• **Given records**
--
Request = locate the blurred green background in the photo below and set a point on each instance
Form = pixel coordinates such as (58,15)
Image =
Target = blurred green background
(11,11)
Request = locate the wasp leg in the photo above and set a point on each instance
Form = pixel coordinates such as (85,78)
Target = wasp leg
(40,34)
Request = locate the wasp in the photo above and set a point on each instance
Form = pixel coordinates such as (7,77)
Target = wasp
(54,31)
--
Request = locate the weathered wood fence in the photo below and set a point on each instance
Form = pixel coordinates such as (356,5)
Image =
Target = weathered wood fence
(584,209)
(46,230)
--
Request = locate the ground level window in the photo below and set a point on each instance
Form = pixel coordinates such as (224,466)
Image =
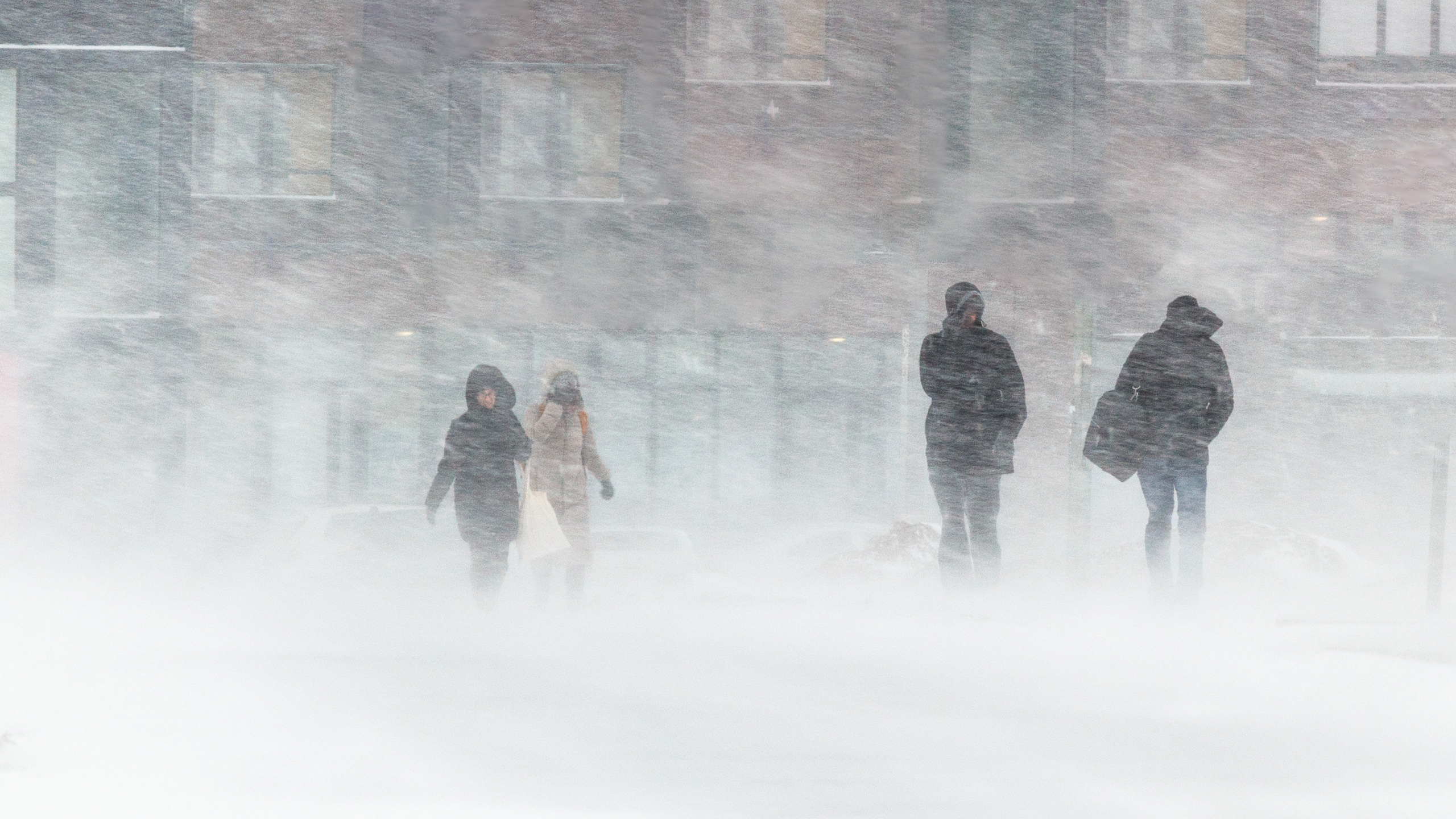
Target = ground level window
--
• **Brief**
Rewrite the rows from the line containing "Request = locate the ground" through the line containing "Target = ground level window", putting "basement window" in place of "ground level window" and leaving everything else unchanged. Leave the picture out of your answer.

• **Finished exercise**
Request = locate the basement window in the photo below and set a point on each instance
Form = pixel coordinates such as (224,466)
Image =
Target = basement window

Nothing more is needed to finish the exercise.